======== TEXT SHOWN ========

In which two-thirds of a Sixth Circuit panel “encourage[s] the interested reader to watch the video for herself” to see if Detroit officers used excessive force putting a wheelchair-bound protester into a police van. Video here. (Check your volume first. It plays automatically.)
Contrary to what one might believe from reading Agatha Christie, poisoning one’s spouse with thallium (a tasteless white powder that looks like salt and makes one’s hair fall out) will apparently not yield a mystery insoluble to all save a plucky gentleman-sleuth. The Seventh Circuit has the shocking story, which ought to come as good news to those for whom the stay-at-home lifestyle is wearing thin.
Detainee at Polk County, Wisc. jail is taken to hospital for (fruitless) cavity search after two other detainees report that she’s hiding meth in her cavities. Seventh Circuit: The district court was right to dismiss her Fourth Amendment claims. The jail officials had reasonable suspicion, and the search—while obviously intrusive—was carried out in a reasonable, hygienic manner.
Following their guilty pleas on drug charges, but before sentencing, two California men catch a break when Congress passes an appropriations rider that prohibits the Department of Justice from spending money to prevent states from implementing their medical marijuana laws. Ninth Circuit: And because the two men were in strict compliance with state law, they’re off the hook unless Congress makes a new appropriation. Dissent: The only problem with that holding is that the two men were decidedly not in strict compliance.
The feds give out grants to state and local law enforcement under a program called the Edward Byrne Memorial Justice Assistance Grant Program. May the attorney general withhold grants from so-called sanctuary cities that refuse to share information with the feds about, or allow access to, arrested undocumented immigrants? Seventh Circuit (2018), Third Circuit (2019), Ninth Circuit (2019), First Circuit (2020): No. Ninth Circuit (this week): Still no. But the AG gets a small win as the court, holding that the district court was wrong to issue a nationwide injunction, limits relief to only California. Over at the Second Circuit meanwhile, the court will not rehear its 2019 decision holding that the AG can indeed withhold the funds. Dissent: This refusal is “astonishing,” and “I am, frankly, astounded.”

======== DATASET CONTENT ========

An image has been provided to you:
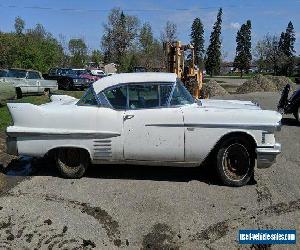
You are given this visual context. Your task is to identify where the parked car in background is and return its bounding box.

========

> _TASK BRIEF_:
Continue the roundup of federal appeals court rulings from where it stops.

> _FINAL ANSWER_:
Birmingham, Ala. officer shoots suspect who pointed a gun at the police. After a two-month hospital stay, the suspect is charged with attempted murder and spends 16 months in pretrial detention. The cop who pulled the trigger receives an award for the incident. But wait! A local news organization obtains dashcam video showing that the suspect was on his hands and knees when he was shot and that he did not point his gun at the officers. Charges are dropped. Eleventh Circuit: And the man can sue for malicious prosecution; no qualified immunity.
In 1995, a lawful permanent resident pleads guilty to resisting a police officer with violence. Under the immigration laws then in force, he remained eligible to seek a waiver of deportation. But in 1997, Congress passes a new law, under which people convicted of certain crimes are no longer eligible for those waivers (now called “cancellations of removal”). And in 2013, the feds commence removal proceedings against the man. Gov’t: The 1997 law is retroactive, so the man isn’t eligible to seek cancellation of removal. Board of Immigration Appeals: Sounds right to us. Eleventh Circuit: No.
And in en banc news, the Sixth Circuit will reconsider its decision barring Ohio officials from executing an inmate convicted of murder in 1986 who is (the original panel held) intellectually disabled. (Earlier, the inmate unsuccessfully petitioned for a new trial on the ground that bite mark evidence is applesauce.) The Fifth Circuit (over a dissent), however, will not reconsider its decision that a Houston community college board member who was censured after he accused other members of mismanagement has a First Amendment claim.